Testo della pagina:
------------------------------------
L'azione energica della truppa è chiaramente indicata nell’unito rapporto del Generalo Del Majno; essa si svolse secondo le mie direttive, e a lunghi tratti si può così riassumere:

Giorno 7 maggio. — Mantenere il possesso della Piazza del Duomo, respingendo più che si poteva i rivoltosi verso le porte.

Giorno 8 maggio. — Occupazione della linea delle porte e dei bastioni.

Giorno 9 maggio. — Occupazione dei sobborghi e delle linee ferroviarie.

Giorno 10 maggio. — Protezione degli stabilimenti industriali e del ritorno al lavoro degli operai.

Nelle prime ore della sera del giorno 7, giusta l'ordine di S. E. il Presidente del Consiglio dei Ministri, proclamavo lo stato d'assedio nella provincia di Milano, pubblicavo i primi ordini e la mia nomina di R. Commissario con pieni poteri.
------------------------------------
Dati estratti:

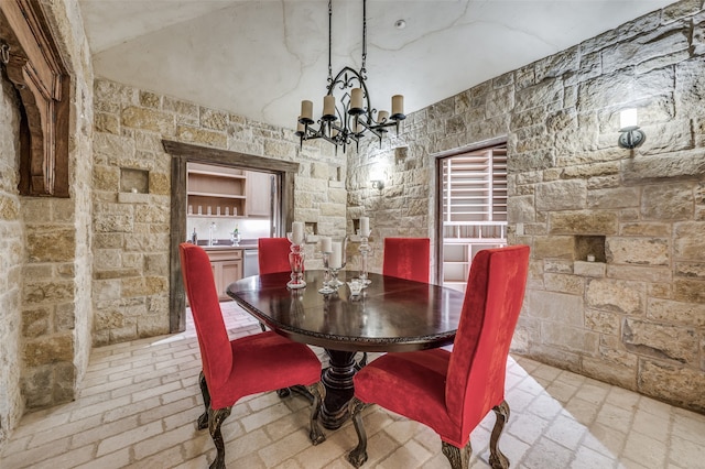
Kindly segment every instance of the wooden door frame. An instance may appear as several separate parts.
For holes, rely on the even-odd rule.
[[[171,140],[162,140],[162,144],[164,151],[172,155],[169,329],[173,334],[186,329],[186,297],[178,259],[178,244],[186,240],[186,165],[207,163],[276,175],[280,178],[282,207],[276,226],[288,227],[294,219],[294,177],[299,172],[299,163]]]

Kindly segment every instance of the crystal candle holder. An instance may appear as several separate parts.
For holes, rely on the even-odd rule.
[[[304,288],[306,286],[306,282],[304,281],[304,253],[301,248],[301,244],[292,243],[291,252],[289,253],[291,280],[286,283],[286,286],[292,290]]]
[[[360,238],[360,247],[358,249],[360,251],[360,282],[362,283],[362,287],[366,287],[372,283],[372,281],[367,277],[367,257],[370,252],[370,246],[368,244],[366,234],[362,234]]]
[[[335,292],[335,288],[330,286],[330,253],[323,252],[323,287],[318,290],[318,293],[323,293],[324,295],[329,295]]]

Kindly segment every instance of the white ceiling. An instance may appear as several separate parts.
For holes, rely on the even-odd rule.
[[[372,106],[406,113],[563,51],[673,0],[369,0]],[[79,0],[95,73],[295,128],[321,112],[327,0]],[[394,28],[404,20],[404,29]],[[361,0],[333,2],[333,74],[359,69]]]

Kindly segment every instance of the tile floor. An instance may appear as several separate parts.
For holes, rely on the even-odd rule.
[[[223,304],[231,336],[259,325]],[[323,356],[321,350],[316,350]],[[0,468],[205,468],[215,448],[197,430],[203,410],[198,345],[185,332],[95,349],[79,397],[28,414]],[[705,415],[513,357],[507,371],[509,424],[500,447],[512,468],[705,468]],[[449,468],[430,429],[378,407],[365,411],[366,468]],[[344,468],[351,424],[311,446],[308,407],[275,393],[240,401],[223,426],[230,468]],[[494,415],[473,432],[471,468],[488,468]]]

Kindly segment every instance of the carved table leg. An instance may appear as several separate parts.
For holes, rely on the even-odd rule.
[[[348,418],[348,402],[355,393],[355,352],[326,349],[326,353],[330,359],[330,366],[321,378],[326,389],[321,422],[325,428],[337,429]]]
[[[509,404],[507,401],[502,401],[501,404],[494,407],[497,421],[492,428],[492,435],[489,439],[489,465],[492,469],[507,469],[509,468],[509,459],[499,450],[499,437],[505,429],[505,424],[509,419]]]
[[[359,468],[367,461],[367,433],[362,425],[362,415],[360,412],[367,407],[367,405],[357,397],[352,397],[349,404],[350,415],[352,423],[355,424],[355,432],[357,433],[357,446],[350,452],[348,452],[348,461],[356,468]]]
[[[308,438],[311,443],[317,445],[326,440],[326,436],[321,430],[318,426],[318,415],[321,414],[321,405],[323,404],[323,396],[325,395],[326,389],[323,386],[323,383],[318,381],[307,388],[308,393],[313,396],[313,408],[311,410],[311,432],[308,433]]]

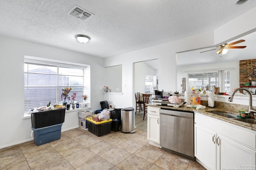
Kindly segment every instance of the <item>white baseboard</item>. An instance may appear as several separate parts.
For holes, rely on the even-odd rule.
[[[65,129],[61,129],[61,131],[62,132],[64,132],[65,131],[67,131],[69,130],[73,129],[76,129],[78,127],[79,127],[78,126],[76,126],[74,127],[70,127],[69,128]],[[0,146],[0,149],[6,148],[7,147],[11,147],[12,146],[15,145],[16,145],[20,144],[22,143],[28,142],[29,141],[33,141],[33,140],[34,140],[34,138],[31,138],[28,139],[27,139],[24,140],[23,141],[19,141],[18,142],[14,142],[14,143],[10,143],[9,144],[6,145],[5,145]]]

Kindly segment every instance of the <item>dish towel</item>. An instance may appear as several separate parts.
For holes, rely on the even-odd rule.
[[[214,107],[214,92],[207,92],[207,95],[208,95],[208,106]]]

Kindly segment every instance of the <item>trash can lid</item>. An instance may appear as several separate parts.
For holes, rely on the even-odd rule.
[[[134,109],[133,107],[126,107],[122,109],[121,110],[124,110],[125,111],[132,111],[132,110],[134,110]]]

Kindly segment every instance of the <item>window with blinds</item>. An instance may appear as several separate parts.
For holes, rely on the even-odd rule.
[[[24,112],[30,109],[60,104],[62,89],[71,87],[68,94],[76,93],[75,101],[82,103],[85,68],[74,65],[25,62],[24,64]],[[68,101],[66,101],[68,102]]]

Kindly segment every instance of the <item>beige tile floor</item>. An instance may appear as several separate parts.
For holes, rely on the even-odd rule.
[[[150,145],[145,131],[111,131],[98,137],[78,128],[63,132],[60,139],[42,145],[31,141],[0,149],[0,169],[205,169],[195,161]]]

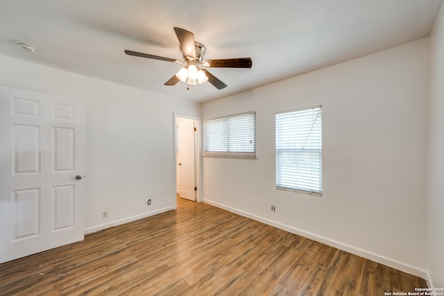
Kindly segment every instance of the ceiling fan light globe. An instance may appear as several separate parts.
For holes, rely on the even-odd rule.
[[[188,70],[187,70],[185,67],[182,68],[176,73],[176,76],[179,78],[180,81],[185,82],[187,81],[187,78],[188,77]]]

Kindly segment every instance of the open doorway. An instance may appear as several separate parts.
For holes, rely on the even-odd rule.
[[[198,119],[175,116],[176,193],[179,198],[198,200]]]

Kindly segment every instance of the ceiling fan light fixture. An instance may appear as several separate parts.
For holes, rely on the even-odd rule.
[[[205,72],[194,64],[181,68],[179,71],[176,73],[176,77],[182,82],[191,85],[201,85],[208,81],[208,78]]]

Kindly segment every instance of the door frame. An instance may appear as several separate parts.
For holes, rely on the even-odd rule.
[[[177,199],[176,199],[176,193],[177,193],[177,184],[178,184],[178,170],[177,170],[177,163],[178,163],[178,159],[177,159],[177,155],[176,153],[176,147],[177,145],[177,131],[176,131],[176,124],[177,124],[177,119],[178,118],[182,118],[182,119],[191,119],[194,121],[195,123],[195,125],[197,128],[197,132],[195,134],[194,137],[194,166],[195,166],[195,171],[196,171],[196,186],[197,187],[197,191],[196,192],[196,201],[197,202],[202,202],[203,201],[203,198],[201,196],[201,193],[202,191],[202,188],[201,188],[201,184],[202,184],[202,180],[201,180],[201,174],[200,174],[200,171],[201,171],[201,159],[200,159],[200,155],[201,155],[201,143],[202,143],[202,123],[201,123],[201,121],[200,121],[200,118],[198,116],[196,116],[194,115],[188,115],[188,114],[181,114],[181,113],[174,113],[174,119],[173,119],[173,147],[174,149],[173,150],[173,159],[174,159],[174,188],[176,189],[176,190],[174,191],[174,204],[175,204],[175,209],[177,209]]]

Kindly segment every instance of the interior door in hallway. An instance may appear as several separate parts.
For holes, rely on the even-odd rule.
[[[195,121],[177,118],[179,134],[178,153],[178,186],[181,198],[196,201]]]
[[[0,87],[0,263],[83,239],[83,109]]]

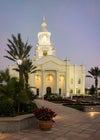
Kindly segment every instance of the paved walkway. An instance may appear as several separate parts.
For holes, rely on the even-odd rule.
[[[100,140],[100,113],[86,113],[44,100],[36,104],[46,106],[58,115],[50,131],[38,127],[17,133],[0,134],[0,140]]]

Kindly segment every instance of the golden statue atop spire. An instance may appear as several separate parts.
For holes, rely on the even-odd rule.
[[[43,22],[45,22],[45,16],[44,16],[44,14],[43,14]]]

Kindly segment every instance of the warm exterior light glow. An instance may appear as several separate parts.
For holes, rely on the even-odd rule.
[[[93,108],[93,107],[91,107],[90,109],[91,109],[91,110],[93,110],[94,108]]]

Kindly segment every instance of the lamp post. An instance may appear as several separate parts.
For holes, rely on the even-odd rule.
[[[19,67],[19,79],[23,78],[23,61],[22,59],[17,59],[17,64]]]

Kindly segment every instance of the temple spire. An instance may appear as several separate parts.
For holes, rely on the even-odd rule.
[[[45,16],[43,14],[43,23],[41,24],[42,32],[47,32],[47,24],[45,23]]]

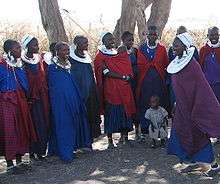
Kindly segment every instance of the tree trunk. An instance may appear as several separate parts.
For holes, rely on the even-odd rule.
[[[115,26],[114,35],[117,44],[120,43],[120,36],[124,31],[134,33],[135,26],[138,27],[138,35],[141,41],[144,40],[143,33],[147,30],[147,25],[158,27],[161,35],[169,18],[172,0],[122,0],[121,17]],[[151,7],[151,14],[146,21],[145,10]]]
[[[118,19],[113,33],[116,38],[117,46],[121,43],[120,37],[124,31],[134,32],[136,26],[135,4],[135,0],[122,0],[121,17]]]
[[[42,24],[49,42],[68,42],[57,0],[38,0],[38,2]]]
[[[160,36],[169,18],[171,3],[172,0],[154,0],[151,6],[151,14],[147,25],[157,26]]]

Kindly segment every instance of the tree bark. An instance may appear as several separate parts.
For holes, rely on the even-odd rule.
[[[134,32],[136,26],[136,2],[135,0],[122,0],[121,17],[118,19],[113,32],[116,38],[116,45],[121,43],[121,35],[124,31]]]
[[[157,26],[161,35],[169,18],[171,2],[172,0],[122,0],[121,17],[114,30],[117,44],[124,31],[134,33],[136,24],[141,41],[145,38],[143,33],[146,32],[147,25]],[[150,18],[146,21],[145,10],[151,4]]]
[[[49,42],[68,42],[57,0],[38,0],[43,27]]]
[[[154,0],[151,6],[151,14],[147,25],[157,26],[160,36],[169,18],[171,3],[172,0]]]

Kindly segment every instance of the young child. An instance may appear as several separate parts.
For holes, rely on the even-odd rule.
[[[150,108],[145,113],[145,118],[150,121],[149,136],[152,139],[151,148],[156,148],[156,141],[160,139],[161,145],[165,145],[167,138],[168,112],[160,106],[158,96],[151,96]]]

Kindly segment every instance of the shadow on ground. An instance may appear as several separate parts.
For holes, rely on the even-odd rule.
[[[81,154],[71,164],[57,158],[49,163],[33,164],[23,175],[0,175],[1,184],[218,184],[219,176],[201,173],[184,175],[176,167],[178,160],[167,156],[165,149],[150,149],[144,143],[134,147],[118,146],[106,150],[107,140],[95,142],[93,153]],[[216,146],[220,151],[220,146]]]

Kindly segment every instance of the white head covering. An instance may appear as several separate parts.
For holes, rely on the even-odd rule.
------------------------------------
Consegne dell'esercizio:
[a] Risponda alle seguenti domande sul testo della pagina, una per riga:
(i) Che cosa si doveva occupare il giorno 9 maggio?
(ii) In quale provincia venne proclamato lo stato d'assedio?
(iii) Per ordine di chi fu proclamato lo stato d'assedio?
[b] Trascriva fedelmente il passo del testo della pagina che va da "Giorno 9 maggio." fino a "con pieni poteri.".
[c] Elenchi tutte le date del mese di maggio a cui il testo della pagina assegna un compito della truppa.

Risultati delle consegne:
[a]
(i) I sobborghi e le linee ferroviarie.
(ii) Nella provincia di Milano.
(iii) Di S. E. il Presidente del Consiglio dei Ministri.

[b]
Giorno 9 maggio. — Occupazione dei sobborghi e delle linee ferroviarie.

Giorno 10 maggio. — Protezione degli stabilimenti industriali e del ritorno al lavoro degli operai.

Nelle prime ore della sera del giorno 7, giusta l'ordine di S. E. il Presidente del Consiglio dei Ministri, proclamavo lo stato d'assedio nella provincia di Milano, pubblicavo i primi ordini e la mia nomina di R. Commissario con pieni poteri.

[c] 7 maggio, 8 maggio, 9 maggio, 10 maggio